### Excerpt to read
_ _ _

I was out of line with my previous post so I deleted it. I apologize to all of you...with one exception


----------



## LoBrass (Oct 16, 2007)

You guys _still_ on the hen mallard thing?

Are there not more pressing issues??

If a guy is upset (one way or the other) about one or 2 hen mallards in the bag limit they should fish instead of hunt. Better yet, pick up video gaming. Just saying.


----------



## just ducky (Aug 23, 2002)

So back to the OP about two hens in the bag and what scientific data shows it's a good thing to do, since we're a little over a week out from the March meeting, I'm curious if any of the CWAC members that visit this site have gotten any info prior to the meeting? Seems as if you all typically get a pretty good sized packet of info to study. If so, is it definitive, or just wishy-washy? I'll be curious to hear the discussion at the meeting.


----------



## Quackaddicted (Mar 13, 2011)

JD, as of 7:39 PM on Feb 24 CWAC members have NOT received any info regarding hen mallards (or anything else, for that matter). Will update if that changes.


----------



## just ducky (Aug 23, 2002)

Quackaddicted said:


> JD, as of 7:39 PM on Feb 24 CWAC members have NOT received any info regarding hen mallards (or anything else, for that matter). Will update if that changes.


Just curious is all Bud. Is Don still coordinating? Seems as if I heard he was doing something else now.


----------



## Quackaddicted (Mar 13, 2011)

Don Avers is still coordinator as far as I know. He sent out info in Jan about new members and Dave Shaw requested time from him to discuss LED issues at the March meeting. Terry Laymon is the Chair, BTW.


----------



## just ducky (Aug 23, 2002)

_ _ _

### Instructions
- 1) Reproduce the stretch of the hen mallard thread from "Just curious is" through "the Chair, BTW.".
- 2) Who is named as the Chair in the hen mallard thread?
The entries that come after the hen mallard thread play no part here.

_ _ _

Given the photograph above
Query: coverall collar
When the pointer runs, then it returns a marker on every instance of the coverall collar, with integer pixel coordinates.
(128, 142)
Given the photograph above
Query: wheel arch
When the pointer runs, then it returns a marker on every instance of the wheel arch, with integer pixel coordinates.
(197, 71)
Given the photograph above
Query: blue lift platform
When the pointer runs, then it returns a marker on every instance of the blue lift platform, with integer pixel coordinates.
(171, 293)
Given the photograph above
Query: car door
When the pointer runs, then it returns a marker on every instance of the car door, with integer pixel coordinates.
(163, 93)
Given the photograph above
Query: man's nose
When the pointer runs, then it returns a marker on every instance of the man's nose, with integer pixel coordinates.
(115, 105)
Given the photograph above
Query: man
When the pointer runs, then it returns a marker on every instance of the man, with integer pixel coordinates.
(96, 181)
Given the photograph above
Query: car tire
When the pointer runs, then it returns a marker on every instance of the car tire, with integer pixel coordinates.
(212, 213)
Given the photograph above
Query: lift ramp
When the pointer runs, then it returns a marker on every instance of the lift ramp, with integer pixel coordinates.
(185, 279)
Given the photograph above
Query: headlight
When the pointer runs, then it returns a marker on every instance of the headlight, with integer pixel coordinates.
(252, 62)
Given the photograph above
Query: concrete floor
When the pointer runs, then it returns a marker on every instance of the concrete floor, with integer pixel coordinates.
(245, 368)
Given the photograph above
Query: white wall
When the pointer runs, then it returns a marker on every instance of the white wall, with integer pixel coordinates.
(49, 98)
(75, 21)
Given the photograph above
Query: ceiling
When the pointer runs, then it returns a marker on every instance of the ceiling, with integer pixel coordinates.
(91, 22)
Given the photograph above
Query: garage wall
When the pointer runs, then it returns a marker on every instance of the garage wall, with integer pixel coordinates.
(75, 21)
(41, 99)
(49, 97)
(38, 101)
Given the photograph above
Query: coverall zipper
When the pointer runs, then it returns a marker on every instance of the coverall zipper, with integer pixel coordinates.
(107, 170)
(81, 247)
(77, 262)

_ _ _

### Results
- 1)
Just curious is all Bud. Is Don still coordinating? Seems as if I heard he was doing something else now.


----------



## Quackaddicted (Mar 13, 2011)

Don Avers is still coordinator as far as I know. He sent out info in Jan about new members and Dave Shaw requested time from him to discuss LED issues at the March meeting. Terry Laymon is the Chair, BTW.

- 2) Terry Laymon